▶ Data supplied
====

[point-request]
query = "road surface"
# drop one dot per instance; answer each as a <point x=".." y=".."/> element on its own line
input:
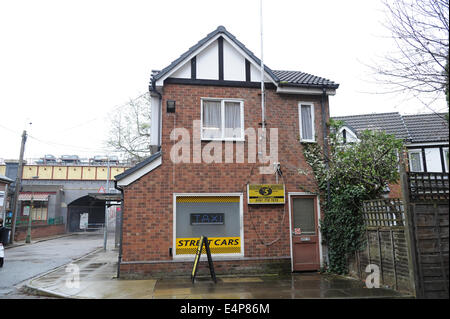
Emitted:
<point x="28" y="261"/>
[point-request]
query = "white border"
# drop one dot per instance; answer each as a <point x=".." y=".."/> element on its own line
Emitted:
<point x="216" y="256"/>
<point x="318" y="225"/>
<point x="312" y="121"/>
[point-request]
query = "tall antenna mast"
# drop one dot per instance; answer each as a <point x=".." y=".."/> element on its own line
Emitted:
<point x="263" y="116"/>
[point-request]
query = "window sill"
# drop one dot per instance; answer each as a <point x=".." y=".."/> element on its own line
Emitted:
<point x="205" y="139"/>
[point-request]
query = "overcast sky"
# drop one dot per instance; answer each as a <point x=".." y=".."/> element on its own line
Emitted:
<point x="66" y="65"/>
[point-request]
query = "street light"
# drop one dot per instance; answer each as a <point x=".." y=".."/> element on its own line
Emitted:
<point x="28" y="239"/>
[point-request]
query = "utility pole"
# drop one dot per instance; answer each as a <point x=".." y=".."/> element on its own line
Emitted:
<point x="105" y="228"/>
<point x="28" y="239"/>
<point x="15" y="207"/>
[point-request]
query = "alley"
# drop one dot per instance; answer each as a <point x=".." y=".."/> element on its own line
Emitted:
<point x="27" y="261"/>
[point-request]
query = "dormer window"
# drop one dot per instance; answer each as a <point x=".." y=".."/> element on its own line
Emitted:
<point x="222" y="119"/>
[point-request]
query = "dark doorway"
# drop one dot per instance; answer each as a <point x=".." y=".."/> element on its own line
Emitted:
<point x="95" y="210"/>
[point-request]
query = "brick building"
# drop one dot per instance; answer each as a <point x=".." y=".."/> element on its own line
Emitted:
<point x="206" y="114"/>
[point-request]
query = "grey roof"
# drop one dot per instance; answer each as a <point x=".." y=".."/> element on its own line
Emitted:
<point x="427" y="127"/>
<point x="391" y="123"/>
<point x="5" y="179"/>
<point x="297" y="78"/>
<point x="294" y="78"/>
<point x="138" y="166"/>
<point x="413" y="128"/>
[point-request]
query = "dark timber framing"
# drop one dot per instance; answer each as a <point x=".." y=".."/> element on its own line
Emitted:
<point x="424" y="160"/>
<point x="248" y="74"/>
<point x="242" y="84"/>
<point x="220" y="41"/>
<point x="194" y="68"/>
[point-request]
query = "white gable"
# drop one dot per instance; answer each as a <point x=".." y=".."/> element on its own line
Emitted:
<point x="184" y="72"/>
<point x="233" y="63"/>
<point x="208" y="62"/>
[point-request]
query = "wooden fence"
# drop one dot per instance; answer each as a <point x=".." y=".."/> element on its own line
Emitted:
<point x="426" y="198"/>
<point x="408" y="238"/>
<point x="386" y="244"/>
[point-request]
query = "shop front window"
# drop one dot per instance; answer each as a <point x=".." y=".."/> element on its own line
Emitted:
<point x="217" y="217"/>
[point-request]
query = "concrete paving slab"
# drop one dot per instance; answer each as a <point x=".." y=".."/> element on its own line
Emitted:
<point x="98" y="271"/>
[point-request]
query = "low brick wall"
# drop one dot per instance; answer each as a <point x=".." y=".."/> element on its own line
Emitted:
<point x="223" y="267"/>
<point x="39" y="231"/>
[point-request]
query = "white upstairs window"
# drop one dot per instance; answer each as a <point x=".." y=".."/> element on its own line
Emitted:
<point x="306" y="121"/>
<point x="222" y="119"/>
<point x="415" y="161"/>
<point x="446" y="159"/>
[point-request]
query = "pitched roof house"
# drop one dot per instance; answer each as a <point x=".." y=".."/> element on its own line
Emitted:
<point x="426" y="136"/>
<point x="211" y="172"/>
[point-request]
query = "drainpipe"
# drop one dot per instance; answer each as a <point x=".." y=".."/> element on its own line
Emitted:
<point x="121" y="229"/>
<point x="325" y="137"/>
<point x="152" y="88"/>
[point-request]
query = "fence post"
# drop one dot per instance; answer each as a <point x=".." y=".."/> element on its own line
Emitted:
<point x="409" y="229"/>
<point x="394" y="264"/>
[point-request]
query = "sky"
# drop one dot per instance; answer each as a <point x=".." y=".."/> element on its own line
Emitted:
<point x="66" y="66"/>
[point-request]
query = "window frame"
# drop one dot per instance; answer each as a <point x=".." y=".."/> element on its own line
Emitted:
<point x="418" y="151"/>
<point x="445" y="150"/>
<point x="222" y="113"/>
<point x="303" y="140"/>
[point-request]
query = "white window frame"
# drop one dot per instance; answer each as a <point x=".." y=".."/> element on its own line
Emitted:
<point x="216" y="256"/>
<point x="420" y="158"/>
<point x="222" y="110"/>
<point x="313" y="140"/>
<point x="444" y="150"/>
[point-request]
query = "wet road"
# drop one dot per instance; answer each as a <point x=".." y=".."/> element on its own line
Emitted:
<point x="25" y="262"/>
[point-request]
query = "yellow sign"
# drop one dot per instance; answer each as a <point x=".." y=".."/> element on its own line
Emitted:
<point x="266" y="194"/>
<point x="217" y="245"/>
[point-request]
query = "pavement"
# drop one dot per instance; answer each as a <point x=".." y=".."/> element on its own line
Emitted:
<point x="37" y="240"/>
<point x="94" y="276"/>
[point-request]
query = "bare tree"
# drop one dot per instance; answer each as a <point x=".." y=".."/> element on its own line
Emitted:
<point x="420" y="29"/>
<point x="130" y="129"/>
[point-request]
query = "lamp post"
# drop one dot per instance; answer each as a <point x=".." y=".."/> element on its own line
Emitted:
<point x="28" y="238"/>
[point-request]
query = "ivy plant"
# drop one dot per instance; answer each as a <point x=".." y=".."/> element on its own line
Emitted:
<point x="352" y="173"/>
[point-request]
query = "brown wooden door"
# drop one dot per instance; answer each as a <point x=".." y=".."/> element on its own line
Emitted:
<point x="305" y="236"/>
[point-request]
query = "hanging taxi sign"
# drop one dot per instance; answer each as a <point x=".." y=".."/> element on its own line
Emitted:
<point x="265" y="193"/>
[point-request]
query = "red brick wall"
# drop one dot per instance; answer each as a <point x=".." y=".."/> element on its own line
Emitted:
<point x="39" y="231"/>
<point x="148" y="202"/>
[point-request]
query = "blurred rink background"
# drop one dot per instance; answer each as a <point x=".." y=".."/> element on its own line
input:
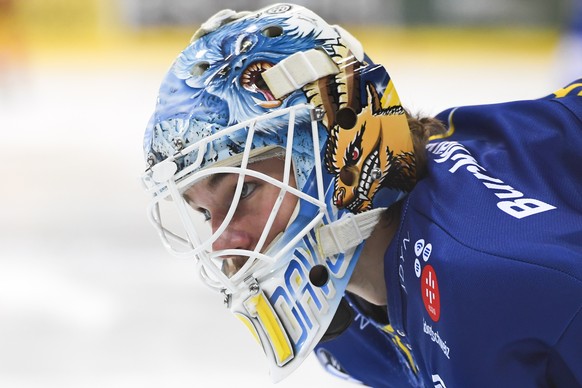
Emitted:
<point x="88" y="296"/>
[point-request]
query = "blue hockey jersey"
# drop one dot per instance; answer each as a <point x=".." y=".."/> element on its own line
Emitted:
<point x="484" y="275"/>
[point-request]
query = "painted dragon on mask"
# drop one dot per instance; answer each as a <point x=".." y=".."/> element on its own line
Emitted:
<point x="363" y="151"/>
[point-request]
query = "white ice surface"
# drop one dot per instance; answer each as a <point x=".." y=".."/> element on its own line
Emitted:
<point x="88" y="297"/>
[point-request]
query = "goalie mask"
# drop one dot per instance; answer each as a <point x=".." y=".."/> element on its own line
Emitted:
<point x="274" y="147"/>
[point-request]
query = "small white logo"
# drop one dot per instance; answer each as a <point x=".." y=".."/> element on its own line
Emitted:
<point x="282" y="8"/>
<point x="438" y="381"/>
<point x="418" y="247"/>
<point x="417" y="267"/>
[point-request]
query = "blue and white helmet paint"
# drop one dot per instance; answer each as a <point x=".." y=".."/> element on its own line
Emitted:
<point x="279" y="82"/>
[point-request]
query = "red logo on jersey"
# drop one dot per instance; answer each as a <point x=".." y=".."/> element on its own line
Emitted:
<point x="429" y="288"/>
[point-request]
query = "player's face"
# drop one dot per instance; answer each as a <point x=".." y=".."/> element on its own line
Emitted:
<point x="213" y="198"/>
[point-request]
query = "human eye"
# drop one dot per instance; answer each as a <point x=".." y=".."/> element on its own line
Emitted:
<point x="205" y="213"/>
<point x="247" y="189"/>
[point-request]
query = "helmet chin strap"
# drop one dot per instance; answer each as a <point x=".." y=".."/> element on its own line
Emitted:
<point x="347" y="232"/>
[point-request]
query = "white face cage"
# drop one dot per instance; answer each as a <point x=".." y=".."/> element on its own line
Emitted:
<point x="181" y="234"/>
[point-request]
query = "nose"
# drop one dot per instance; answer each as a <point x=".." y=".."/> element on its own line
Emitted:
<point x="237" y="235"/>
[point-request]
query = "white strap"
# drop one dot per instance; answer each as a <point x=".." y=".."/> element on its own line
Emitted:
<point x="347" y="232"/>
<point x="297" y="70"/>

====

▶ Your goal
Copy out all lines from the records where the word "strap" appears.

▶ Answer below
query = "helmet chin strap"
query = "white strap"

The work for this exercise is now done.